SHORT PROBLEM >>
Rewrite the data from the line with "Where is each instance of the blonde" to the line with "point(226, 66)", putting "bare-chested" in place of "shirtless" and changing nothing else. Give only those lines.

ENTRIES SUPPLIED >>

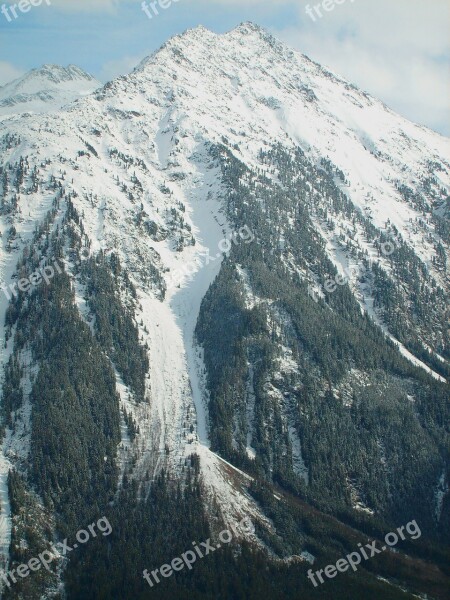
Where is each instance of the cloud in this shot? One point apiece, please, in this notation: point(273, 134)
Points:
point(88, 5)
point(8, 72)
point(398, 51)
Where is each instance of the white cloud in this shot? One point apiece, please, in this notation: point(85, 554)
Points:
point(8, 72)
point(87, 5)
point(398, 51)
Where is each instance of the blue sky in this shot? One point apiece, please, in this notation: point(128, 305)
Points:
point(398, 50)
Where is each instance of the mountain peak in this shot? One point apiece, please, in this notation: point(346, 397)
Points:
point(45, 88)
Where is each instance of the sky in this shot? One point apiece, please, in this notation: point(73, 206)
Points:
point(397, 50)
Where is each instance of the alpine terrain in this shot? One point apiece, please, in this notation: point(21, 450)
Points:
point(225, 296)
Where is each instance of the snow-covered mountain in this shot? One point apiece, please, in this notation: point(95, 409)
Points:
point(208, 137)
point(46, 89)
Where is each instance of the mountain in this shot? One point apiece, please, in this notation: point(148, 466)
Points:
point(46, 89)
point(229, 276)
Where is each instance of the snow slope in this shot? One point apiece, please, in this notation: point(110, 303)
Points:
point(137, 151)
point(45, 89)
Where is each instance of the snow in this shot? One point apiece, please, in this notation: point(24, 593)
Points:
point(248, 89)
point(45, 89)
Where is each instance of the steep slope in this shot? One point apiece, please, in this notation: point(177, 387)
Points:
point(199, 208)
point(45, 89)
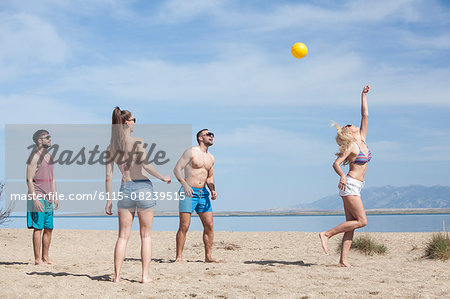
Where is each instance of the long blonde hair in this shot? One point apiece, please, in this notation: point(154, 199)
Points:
point(343, 138)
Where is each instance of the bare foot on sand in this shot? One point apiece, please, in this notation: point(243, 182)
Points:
point(39, 263)
point(146, 279)
point(211, 260)
point(47, 261)
point(324, 241)
point(344, 264)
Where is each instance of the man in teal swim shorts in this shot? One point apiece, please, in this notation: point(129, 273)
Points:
point(41, 194)
point(197, 163)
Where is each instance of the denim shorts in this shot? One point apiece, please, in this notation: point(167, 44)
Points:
point(136, 194)
point(353, 187)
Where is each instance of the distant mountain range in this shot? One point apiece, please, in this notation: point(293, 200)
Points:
point(389, 197)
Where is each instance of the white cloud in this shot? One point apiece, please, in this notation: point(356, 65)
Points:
point(32, 109)
point(266, 145)
point(28, 43)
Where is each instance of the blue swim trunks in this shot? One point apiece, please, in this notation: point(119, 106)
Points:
point(199, 201)
point(40, 220)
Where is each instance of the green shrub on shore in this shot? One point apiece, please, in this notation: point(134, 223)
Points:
point(438, 247)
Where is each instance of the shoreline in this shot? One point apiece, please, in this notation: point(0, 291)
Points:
point(289, 213)
point(255, 264)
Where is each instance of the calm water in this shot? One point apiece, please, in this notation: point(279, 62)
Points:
point(376, 223)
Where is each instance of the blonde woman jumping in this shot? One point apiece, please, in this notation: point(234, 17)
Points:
point(353, 150)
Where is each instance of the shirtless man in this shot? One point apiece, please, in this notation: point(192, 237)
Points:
point(42, 190)
point(197, 163)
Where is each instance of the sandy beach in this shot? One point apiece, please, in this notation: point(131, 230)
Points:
point(256, 264)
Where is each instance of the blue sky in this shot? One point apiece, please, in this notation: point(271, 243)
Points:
point(226, 66)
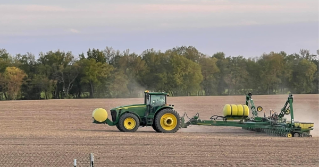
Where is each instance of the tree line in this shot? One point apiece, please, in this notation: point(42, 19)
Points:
point(181, 71)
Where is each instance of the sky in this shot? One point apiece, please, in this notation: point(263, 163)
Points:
point(236, 27)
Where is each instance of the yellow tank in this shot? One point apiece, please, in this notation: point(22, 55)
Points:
point(233, 110)
point(99, 115)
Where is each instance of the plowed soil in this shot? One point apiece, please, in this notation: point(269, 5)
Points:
point(55, 132)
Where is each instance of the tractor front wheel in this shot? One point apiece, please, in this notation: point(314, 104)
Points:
point(128, 123)
point(167, 121)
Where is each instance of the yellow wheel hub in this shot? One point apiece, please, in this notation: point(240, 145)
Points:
point(168, 121)
point(129, 123)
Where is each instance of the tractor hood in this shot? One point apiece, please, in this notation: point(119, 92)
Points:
point(129, 106)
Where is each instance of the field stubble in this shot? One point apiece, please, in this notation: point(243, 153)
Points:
point(54, 132)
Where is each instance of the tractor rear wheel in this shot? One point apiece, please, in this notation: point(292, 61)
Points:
point(167, 121)
point(128, 123)
point(153, 126)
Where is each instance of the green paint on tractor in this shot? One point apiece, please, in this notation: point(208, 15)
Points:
point(163, 118)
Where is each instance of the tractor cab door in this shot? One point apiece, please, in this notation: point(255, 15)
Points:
point(156, 102)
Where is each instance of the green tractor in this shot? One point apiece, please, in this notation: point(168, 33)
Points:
point(154, 112)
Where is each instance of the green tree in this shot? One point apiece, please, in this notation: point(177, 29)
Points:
point(11, 81)
point(303, 76)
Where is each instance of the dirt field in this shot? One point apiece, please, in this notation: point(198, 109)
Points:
point(54, 132)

COMPLETED TASK >>
Where is each instance of the blonde woman jumping in this shot? One point apiece, please, in this notation: point(234, 17)
Points:
point(353, 150)
Where is each instance of the bare-chested man in this shot? One point apiece, please, in this notation: point(192, 237)
Points:
point(42, 190)
point(197, 163)
Where is each instance of the sandy beach in this shot? One point apiece, please, in this notation: point(131, 230)
Points:
point(256, 264)
Where is each instance of the blue sky in this shot? One point apiece, please, in this notation: point(271, 243)
Points:
point(226, 66)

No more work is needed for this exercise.